▶ _Exercise goal_:
Set the data down again, exactly as it reads, but without the pictures.

▶ _Segmentation mask data_:
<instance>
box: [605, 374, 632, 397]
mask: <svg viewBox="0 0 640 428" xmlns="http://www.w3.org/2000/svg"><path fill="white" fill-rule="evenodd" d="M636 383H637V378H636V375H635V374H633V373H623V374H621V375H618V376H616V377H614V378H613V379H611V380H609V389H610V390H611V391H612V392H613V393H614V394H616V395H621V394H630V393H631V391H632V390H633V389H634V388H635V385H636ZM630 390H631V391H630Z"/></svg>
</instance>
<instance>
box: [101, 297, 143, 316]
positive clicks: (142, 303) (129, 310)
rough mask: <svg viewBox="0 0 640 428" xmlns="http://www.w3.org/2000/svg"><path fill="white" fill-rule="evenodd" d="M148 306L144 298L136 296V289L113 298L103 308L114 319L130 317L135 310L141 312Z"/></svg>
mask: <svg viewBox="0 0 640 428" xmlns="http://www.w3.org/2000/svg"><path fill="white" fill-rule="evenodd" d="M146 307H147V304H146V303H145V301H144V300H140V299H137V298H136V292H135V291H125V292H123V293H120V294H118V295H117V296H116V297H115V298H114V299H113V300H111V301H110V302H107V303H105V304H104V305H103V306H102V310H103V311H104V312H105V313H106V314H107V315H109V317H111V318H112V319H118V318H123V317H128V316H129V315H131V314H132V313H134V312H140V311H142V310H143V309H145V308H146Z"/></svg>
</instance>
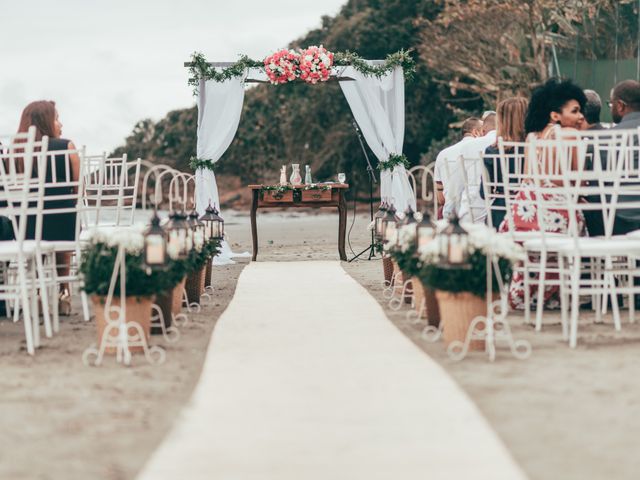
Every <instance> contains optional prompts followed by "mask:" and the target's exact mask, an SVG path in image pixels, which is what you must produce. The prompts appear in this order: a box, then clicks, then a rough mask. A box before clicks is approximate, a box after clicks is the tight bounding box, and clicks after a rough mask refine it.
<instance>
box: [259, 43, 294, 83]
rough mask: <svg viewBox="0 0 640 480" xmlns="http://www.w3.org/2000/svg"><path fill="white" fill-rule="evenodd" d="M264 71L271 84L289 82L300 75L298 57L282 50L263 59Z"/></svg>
mask: <svg viewBox="0 0 640 480" xmlns="http://www.w3.org/2000/svg"><path fill="white" fill-rule="evenodd" d="M264 69H265V72H266V73H267V77H269V80H270V81H271V83H273V84H279V83H287V82H291V81H293V80H295V79H296V78H298V76H299V74H300V72H299V70H300V55H299V54H298V53H296V52H294V51H291V50H287V49H286V48H283V49H282V50H278V51H277V52H276V53H274V54H273V55H270V56H268V57H267V58H265V59H264Z"/></svg>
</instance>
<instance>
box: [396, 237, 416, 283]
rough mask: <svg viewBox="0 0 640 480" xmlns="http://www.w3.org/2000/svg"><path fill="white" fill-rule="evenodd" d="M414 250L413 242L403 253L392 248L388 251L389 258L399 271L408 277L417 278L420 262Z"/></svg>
mask: <svg viewBox="0 0 640 480" xmlns="http://www.w3.org/2000/svg"><path fill="white" fill-rule="evenodd" d="M416 250H417V248H416V243H415V241H413V242H411V243H410V244H409V246H408V247H407V248H406V250H405V251H404V252H403V251H402V250H401V249H399V248H392V249H391V250H390V251H389V255H391V258H393V259H394V260H395V261H396V263H397V264H398V267H399V268H400V270H402V272H403V273H404V274H405V275H407V276H408V277H415V276H417V275H418V273H419V272H420V269H421V268H422V262H421V261H420V260H418V258H417V256H416V253H417V252H416Z"/></svg>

▶ _Exercise answer_:
<instance>
box: [605, 374, 632, 397]
mask: <svg viewBox="0 0 640 428" xmlns="http://www.w3.org/2000/svg"><path fill="white" fill-rule="evenodd" d="M636 383H637V378H636V375H635V374H633V373H623V374H621V375H618V376H616V377H614V378H613V379H611V380H609V389H610V390H611V391H612V392H613V393H614V394H616V395H621V394H630V393H631V391H632V390H633V389H634V388H635V385H636ZM630 390H631V391H630Z"/></svg>
</instance>
<instance>
box: [101, 297, 143, 316]
positive clicks: (142, 303) (129, 310)
rough mask: <svg viewBox="0 0 640 428" xmlns="http://www.w3.org/2000/svg"><path fill="white" fill-rule="evenodd" d="M148 306L144 298L136 296V289L113 298L103 308L114 319L130 317L135 310L141 312Z"/></svg>
mask: <svg viewBox="0 0 640 428" xmlns="http://www.w3.org/2000/svg"><path fill="white" fill-rule="evenodd" d="M146 307H147V304H146V303H145V301H144V300H140V299H137V298H136V292H135V291H125V292H123V293H120V294H118V295H117V296H116V297H115V298H114V299H113V300H111V301H110V302H107V303H105V304H104V305H103V306H102V310H103V311H104V312H105V313H106V314H107V315H109V317H111V318H112V319H118V318H123V317H128V316H129V315H131V314H132V313H134V312H140V311H142V310H143V309H145V308H146Z"/></svg>
</instance>
Every <instance> contains optional prompts followed by "mask:" and the target's exact mask, an SVG path in image pixels, which is what you must produce. The prompts appear in this order: a box, then clicks, then a rough mask. A box before clicks is approximate, a box after clicks is the tight bounding box, and clicks after a rough mask refine it.
<instance>
box: [259, 43, 294, 83]
rough mask: <svg viewBox="0 0 640 480" xmlns="http://www.w3.org/2000/svg"><path fill="white" fill-rule="evenodd" d="M264 71L271 84L289 82L300 75L298 57L282 50L263 59Z"/></svg>
mask: <svg viewBox="0 0 640 480" xmlns="http://www.w3.org/2000/svg"><path fill="white" fill-rule="evenodd" d="M264 69H265V72H266V73H267V77H269V80H270V81H271V83H273V84H279V83H287V82H291V81H293V80H295V79H296V78H298V76H299V74H300V72H299V70H300V55H299V54H298V53H296V52H294V51H291V50H287V49H286V48H283V49H282V50H278V51H277V52H276V53H274V54H273V55H270V56H268V57H267V58H265V59H264Z"/></svg>
</instance>
<instance>
box: [396, 237, 416, 283]
rough mask: <svg viewBox="0 0 640 480" xmlns="http://www.w3.org/2000/svg"><path fill="white" fill-rule="evenodd" d="M414 250L413 242L403 253L392 248L388 251L389 258L399 271L408 277L417 278L420 262Z"/></svg>
mask: <svg viewBox="0 0 640 480" xmlns="http://www.w3.org/2000/svg"><path fill="white" fill-rule="evenodd" d="M416 250H417V248H416V243H415V241H413V242H411V243H410V244H409V246H408V247H407V248H406V250H405V251H404V252H403V251H402V250H401V249H399V248H392V249H391V250H390V251H389V255H391V258H393V259H394V260H395V261H396V263H397V264H398V267H399V268H400V270H402V272H403V273H404V274H405V275H407V276H408V277H415V276H417V275H418V273H419V272H420V269H421V268H422V262H421V261H420V260H418V258H417V256H416V253H417V252H416Z"/></svg>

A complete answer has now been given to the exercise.